### Estratto selezionato:
#####
MILANO |Cardi Gallery | 26 gennaio – 15 aprile 2016
di KEVIN McMANUS
La riflessione storica sul modernismo internazionale portata avanti dalla Cardi Gallery negli ultimi tempi prosegue con un’altra mostra di grande rilievo, dedicata a Sol LeWitt (1928-2007). Caso particolarissimo, quello dell’artista di Hartford, e per molti versi emblematico dello strapotere degli “ismi” nella rilettura retrospettiva dell’arte degli ultimi cinquant’anni. Se infatti l’oscillare tra Minimal Art e Conceptual Art è di per sé cosa diffusa, e in alcuni casi inevitabile, c’è in LeWitt una sostanziale impermeabilità a queste due categorie, che si individua del resto anche nei suoi scritti, persino quelli dal titolo compromettente come Paragraphs on Conceptual Art.
Nulla di meglio che una mostra come quella da Cardi, dunque, per cogliere un guizzo della sfuggevole natura di quest’arte. Viste di persona, con l’ampio respiro giustamente concesso loro in galleria, opere come le limpidissime structures degli anni Novanta e Duemila rivelano infatti una potenza formidabile, un impatto visivo – e propriamente estetico – che richiama alla mente quell’aura apparentemente abbandonata in tanta arte delle cosiddette neoavanguardie. Non si tratta cioè della presenza netta, sorda e auto-significante del tipico lavoro minimalista, ma di un effetto ipnotico esercitato sullo sguardo, che tenta di sciogliere la logica costruttiva del pezzo, ma che non riesce a limitarsi a questa operazione di deduzione geometrica.
#####
### Righe di dati:
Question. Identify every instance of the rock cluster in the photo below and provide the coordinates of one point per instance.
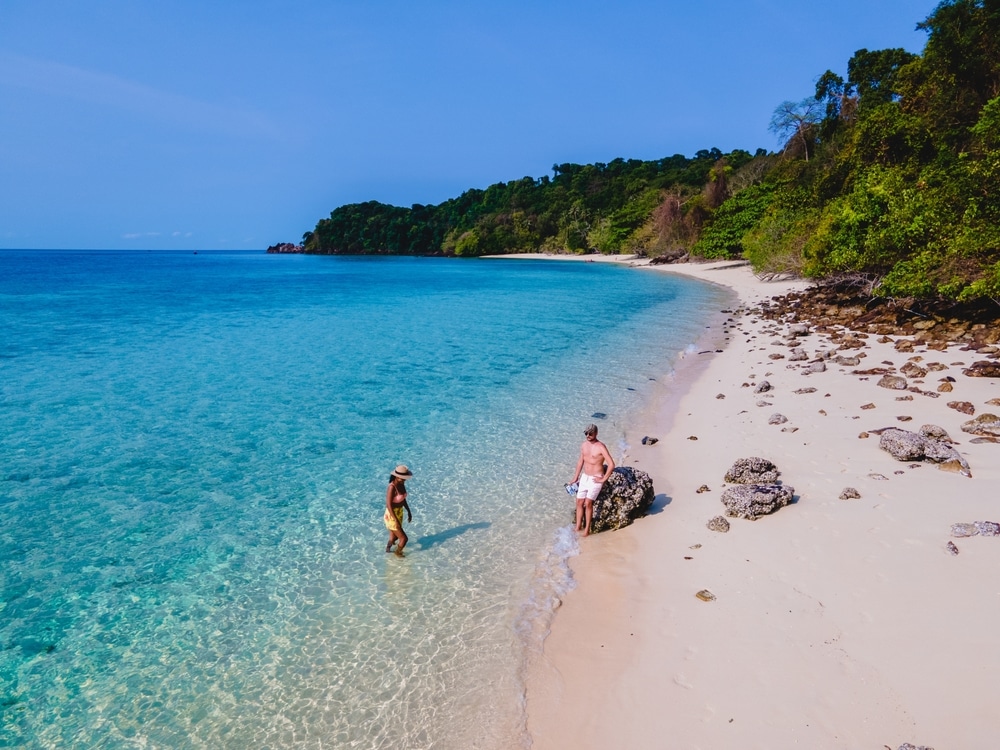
#####
### Esercizio proposto:
Riporta tutte le date e gli anni scritti in cifre nella recensione della mostra di Sol LeWitt.

### Risposta all'esercizio:
- 26 gennaio
- 15 aprile 2016
- 1928
- 2007